• **TRECHO FORNECIDO**
◇ ◇ ◇

Se nas sociedades capitalistas esse fazer se dá sob a forma de trabalho assalariado e capital, se tudo é revestido de uma ou outra forma, ambas não deixam de ser relações concretas entre seres sociais determinados. A condição de sujeito determinado acaba por delimitar o saber e o fazer. Optando pela identificação desse saber produtivo junto aos trabalhadores assalariados é perante o capital que sua dimensão se explicita. É ainda nessa unidade com o capital que os trabalhadores reunidos expressarão sua condição de existência enquanto trabalhadores assalariados em geral, enquanto trabalhadores singulares de perfil produtivo diferenciado. A dualidade do trabalho como mercadoria, como valor de uso e valor de troca tem correspondência imediata com seu modo de expressão, como trabalho concreto e abstrato, segundo seu valor perante a sociedade. O trabalho abstrato que não é visível, mas é real e condição de criação de valores cristalizados em cada mercadoria, independente do valor de troca que elas possam assumir nas pressões e contrapressões do mercado. O trabalho abstrato como forma de atividade humana é referência para identificar a atividade profissional de cada categoria e, nessa medida, a concepção do trabalho abstrato em Marx torna-se categoria explicativa, na busca da compreensão da subjetividade humana. Forma de produção, setores de produção, ramos de atividade produtiva, unidades empresariais de produção ou serviços, trabalhadores integrados como categoria profissional a essas unidades, todos esses planos da realidade social podem ser apreendidos através da unidade dialética entre trabalho abstrato e concreto neles corporificada. Todo indivíduo é portador dessa dupla dimensão social e explicita sua potência social quando se integra, principalmente ao mercado de trabalho a ele próximo. Esse mercado é o espaço social ocupado pelos detentores do capital, compradores da força de trabalho dos indivíduos que reúnem saber produtivo, mas que não são possuidores de meios materiais de realização desse saber. O que pode, então, interessar à Psicologia Social e à Psicopatologia é exatamente como esse saber produtivo se realiza ao nível do cotidiano de cada indivíduo trabalhador assalariado e no que o seu dia a dia transforma esse saber e sua potência transformadora. A esta altura do percurso vale a pena repisar algumas referências desta análise: Não estaremos investigando a condição de trabalho a partir de uma análise ideal
da força de trabalho. Nosso locus é o do conflito capital/trabalho, portanto, estaremos passando pelo capital, como referência. Na Psicologia, por exemplo, não é possível partir do conceito de classe social como uma totalidade genérica, sob pena de substituir a existência concreta dos homens pela representação social da história na consciência humana e atribuir-lhe um estatuto de determinação última que efetivamente não se sustenta. Agora o indivíduo, objeto da análise poderá ser um como dez, como uma centena, mas sempre será tomado em sua individualidade histórica. Cada trabalhador em sua singularidade pode revelar seu cotidiano de trabalho, tomando como referência seu próprio fazer produtivo e a forma de apropriação desse fazer pela unidade capitalista de produção a que se integra.

◇ ◇ ◇

• **CONJUNTO DE ENTRADAS**
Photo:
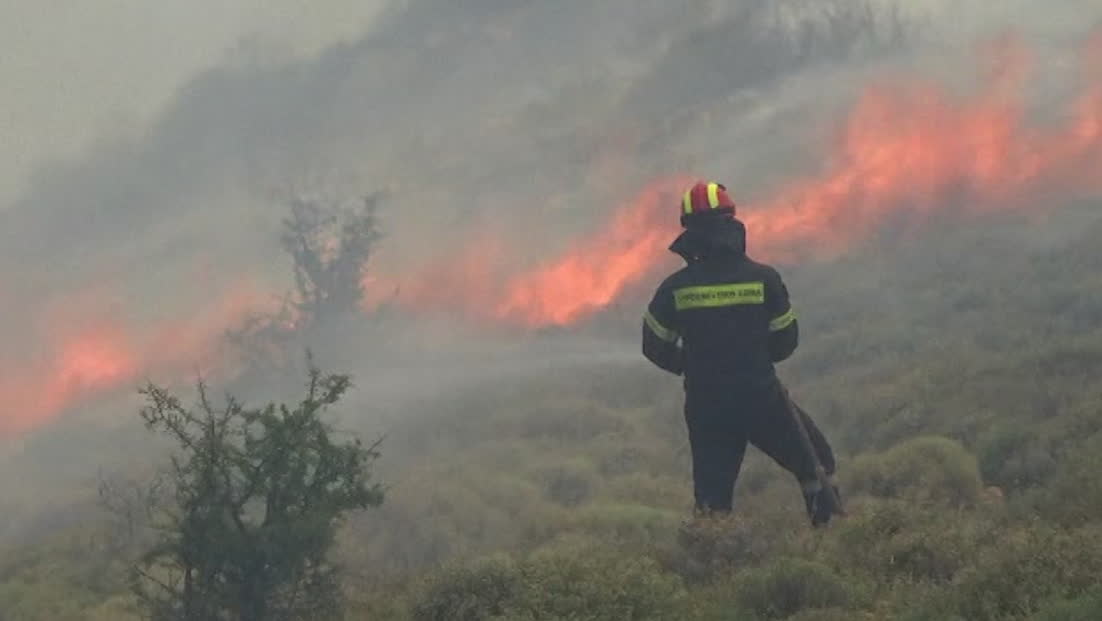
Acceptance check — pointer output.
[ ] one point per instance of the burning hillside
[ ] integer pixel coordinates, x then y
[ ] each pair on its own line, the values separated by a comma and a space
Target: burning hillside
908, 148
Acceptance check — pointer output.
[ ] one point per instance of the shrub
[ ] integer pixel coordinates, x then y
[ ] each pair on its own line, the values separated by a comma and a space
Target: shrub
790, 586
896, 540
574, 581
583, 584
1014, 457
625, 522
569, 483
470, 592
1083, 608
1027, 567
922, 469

◇ ◇ ◇

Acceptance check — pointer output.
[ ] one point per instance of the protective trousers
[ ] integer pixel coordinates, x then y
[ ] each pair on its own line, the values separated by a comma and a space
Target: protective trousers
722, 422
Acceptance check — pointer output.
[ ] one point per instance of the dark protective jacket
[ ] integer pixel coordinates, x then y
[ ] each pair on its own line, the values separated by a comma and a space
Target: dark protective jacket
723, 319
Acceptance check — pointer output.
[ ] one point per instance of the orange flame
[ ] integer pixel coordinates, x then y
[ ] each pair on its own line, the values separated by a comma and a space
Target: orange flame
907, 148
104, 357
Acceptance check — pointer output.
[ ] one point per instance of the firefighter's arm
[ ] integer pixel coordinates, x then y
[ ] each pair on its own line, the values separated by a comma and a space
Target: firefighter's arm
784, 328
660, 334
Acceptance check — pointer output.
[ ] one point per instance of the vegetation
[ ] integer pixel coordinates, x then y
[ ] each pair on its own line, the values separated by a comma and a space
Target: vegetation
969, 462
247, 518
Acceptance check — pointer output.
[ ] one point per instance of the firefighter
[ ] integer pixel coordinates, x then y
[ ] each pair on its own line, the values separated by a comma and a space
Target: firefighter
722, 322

◇ ◇ ◇

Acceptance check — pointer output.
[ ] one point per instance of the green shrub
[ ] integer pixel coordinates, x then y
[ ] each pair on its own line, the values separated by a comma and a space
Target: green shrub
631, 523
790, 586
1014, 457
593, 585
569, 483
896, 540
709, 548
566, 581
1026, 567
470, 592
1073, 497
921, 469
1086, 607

◇ ◇ ◇

• **TAREFAS PROPOSTAS**
A: Indique se cada afirmação abaixo concorda com o trecho fornecido, respondendo sim ou não e citando as palavras do trecho que decidem a questão: (i) o trabalho abstrato é visível; (ii) o mercado de trabalho é o espaço social ocupado pelos detentores do capital; (iii) na Psicologia, é possível partir do conceito de classe social como uma totalidade genérica.
B: Traduza para o inglês esta frase do trecho fornecido: "Nosso locus é o do conflito capital/trabalho, portanto, estaremos passando pelo capital, como referência."
C: Segundo o trecho fornecido, o que os indivíduos que reúnem saber produtivo não possuem?
As entradas provêm de uma fonte diferente daquela do trecho fornecido.

• **RESPOSTAS ESPERADAS**
A:
(i) Não: "O trabalho abstrato que não é visível, mas é real"
(ii) Sim: "Esse mercado é o espaço social ocupado pelos detentores do capital"
(iii) Não: "Na Psicologia, por exemplo, não é possível partir do conceito de classe social como uma totalidade genérica"

B: Our locus is that of the capital/labor conflict; therefore, we will be passing through capital as a reference.

C: Eles não possuem os meios materiais de realização desse saber.